_WORK ORDER 1_:
Answer these questions about the passage on facing fear:
(a) What three things has the writer been securing while battling fear?
(b) Which decision does the writer fear fellow homeschoolers will condemn?
(c) Where does the passage say the gift lies?
_WORK ORDER 2_: Carry on the passage about facing fear, starting right after its final sentence.

_PAGE EXCERPT_:
In the midst of securing evaluations, assessments, and intervention I have also battled fear.

I’ve been afraid of judgment - judgment of my parenting skills, of my teaching skills, or both. I’ve been afraid that I’ve not done enough and that I’ve ruined my child forever. I’ve been afraid that our ability to home educate would be disrupted. I’ve been afraid that fellow homeschoolers will condemn our decision to accept help from the school district. 

Whether you can relate to these fears or not, can you admit we all experience fear. Can we also acknowledge that fear is not usually rational, and fears often augment and distort in nonsensical ways that create all kinds of crazy in the head. Am I right?

Humans possess an immeasurable capacity to give in to fear that will paralyze us and prevent us from pursuing the very things that could help us. Yet, humanity also possesses an immeasurable capacity to stare fear down and choose to move forward trusting that an unknown process might yield positive results. 

The gift is in the choosing. 

You and I get to wake up everyday and decide which immeasurable capacity will win out - fear or trust.

_DATASET EXCERPTS_:
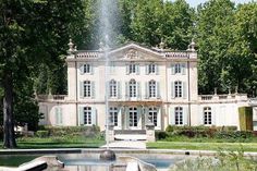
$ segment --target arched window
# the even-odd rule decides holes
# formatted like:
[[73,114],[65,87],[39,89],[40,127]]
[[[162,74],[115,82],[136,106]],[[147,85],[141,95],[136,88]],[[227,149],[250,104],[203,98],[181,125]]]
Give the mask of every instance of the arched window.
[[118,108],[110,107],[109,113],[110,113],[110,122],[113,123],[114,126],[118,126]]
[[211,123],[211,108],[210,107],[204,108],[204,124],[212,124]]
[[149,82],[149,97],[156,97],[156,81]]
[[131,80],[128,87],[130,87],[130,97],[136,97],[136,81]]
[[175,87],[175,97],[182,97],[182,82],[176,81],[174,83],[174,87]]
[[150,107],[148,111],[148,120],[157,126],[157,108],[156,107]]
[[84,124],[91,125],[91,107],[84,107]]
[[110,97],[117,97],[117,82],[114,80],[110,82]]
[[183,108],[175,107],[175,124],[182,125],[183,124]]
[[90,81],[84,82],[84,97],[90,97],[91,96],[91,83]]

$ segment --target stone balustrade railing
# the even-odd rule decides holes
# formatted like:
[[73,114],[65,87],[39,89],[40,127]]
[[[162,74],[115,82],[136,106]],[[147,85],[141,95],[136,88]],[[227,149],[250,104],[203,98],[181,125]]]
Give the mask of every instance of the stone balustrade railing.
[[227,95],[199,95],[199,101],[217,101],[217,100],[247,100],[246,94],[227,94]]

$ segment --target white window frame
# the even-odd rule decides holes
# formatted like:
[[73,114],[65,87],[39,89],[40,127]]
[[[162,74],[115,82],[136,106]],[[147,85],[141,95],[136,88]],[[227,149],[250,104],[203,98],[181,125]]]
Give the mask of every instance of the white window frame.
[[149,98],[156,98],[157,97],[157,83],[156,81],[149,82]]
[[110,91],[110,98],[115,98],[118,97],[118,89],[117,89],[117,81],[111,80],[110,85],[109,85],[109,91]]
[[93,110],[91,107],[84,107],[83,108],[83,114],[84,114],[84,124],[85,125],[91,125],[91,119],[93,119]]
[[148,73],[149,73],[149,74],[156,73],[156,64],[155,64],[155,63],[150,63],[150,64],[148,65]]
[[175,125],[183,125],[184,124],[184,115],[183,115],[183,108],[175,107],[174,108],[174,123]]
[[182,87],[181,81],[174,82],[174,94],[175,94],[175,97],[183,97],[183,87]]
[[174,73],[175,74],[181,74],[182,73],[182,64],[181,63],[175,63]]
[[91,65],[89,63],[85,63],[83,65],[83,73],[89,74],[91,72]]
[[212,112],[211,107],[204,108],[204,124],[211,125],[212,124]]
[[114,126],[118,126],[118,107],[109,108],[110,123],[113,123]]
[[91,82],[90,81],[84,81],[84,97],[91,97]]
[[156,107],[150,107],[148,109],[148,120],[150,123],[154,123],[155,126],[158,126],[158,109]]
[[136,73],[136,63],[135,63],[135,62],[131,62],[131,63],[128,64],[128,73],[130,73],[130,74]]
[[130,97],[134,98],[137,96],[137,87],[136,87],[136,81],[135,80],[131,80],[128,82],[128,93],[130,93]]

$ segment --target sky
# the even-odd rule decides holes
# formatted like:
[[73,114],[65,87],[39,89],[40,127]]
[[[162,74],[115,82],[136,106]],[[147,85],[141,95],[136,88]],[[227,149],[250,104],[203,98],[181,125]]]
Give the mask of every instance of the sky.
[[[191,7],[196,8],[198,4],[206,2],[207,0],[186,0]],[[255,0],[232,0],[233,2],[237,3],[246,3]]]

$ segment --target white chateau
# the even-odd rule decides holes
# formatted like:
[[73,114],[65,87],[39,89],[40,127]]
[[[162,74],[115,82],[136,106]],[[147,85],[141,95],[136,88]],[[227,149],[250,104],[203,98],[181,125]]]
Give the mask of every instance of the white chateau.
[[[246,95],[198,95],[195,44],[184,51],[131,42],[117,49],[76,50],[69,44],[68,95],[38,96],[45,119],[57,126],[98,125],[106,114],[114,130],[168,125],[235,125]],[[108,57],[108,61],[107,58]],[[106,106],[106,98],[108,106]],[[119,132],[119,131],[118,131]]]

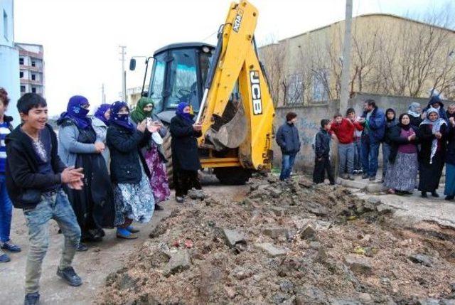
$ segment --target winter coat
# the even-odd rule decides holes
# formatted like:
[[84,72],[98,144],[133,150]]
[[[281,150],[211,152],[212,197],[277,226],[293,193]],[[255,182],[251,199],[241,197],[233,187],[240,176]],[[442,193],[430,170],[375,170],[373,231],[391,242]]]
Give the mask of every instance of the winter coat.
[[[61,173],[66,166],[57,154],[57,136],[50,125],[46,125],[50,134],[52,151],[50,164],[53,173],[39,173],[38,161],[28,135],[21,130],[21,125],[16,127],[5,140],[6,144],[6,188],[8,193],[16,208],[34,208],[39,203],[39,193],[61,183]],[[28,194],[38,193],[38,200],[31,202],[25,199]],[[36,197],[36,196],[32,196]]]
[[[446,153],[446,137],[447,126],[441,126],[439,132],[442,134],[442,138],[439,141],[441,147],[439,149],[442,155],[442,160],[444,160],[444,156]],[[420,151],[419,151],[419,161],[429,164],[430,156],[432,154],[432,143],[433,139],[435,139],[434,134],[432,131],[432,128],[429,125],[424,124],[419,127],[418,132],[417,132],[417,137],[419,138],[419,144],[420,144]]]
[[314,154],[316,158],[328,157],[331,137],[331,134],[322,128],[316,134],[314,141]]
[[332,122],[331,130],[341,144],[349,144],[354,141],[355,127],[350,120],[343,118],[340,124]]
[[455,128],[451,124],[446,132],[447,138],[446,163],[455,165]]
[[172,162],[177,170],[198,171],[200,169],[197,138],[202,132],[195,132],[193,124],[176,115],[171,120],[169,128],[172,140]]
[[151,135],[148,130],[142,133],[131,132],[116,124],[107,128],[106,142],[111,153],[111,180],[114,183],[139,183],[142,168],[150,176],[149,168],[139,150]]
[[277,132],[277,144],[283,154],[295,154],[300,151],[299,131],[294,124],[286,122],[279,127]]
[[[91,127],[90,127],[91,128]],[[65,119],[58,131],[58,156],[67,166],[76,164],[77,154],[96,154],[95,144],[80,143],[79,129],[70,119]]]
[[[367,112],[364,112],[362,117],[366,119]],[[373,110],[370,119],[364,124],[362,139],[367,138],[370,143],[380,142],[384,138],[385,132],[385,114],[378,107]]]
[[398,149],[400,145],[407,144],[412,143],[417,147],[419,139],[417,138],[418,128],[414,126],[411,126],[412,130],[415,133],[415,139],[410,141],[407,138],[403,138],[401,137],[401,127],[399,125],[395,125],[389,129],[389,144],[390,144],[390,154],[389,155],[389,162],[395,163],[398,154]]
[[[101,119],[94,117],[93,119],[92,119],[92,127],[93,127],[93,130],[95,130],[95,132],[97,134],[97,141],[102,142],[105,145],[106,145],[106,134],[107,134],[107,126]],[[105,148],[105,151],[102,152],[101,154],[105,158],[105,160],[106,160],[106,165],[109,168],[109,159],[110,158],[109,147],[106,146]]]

_OUTPUT 1_:
(a) Evaluations, assessments, and intervention.
(b) The decision to accept help from the school district.
(c) In the choosing.

_OUTPUT 2_:
In what seems to be unrelated news, today is Ash Wednesday. The first day in the season of Lent. A time when followers of Jesus prepare for Easter by recognizing their own humanity. Today, millions of people worldwide received the sign of the cross on their forehead, formed with a finger dipped in ash. A black cross serving as a reminder that we are limited creatures - mortal, fallible, finite. A black cross that reminds us that death is part of life, but death can also make way for hope and rebirth. 



A black, ash cross is a visible symbol that surrender can give birth to new hope.

Today, M started dual enrollment as a homeschool student and a student at a local elementary school. She will spend two hours Monday through Friday in class receiving some specialized services with the goal of improving her reading abilities.

I awoke today, Ash Wednesday, and smiled as I considered the apropos timing of this journey. On a day when ashes remind us of our own limitations and dependence, I will release my child into the capable care of others. 

On a day when we embrace the confines that restrict us, I will enlarge my circle by partnering with those who have the training and aptitude for reading interventions. 

On a day when death looms large but makes way for life, I will lay my own fears to rest and allow certain ill-held dreams to die so that hope is offered to a 10 year old girl who has struggled to read.

Death to life. 
Limits transformed to abundance. 
The finite making way for the infinite.

All on a Wednesday filled with ashes.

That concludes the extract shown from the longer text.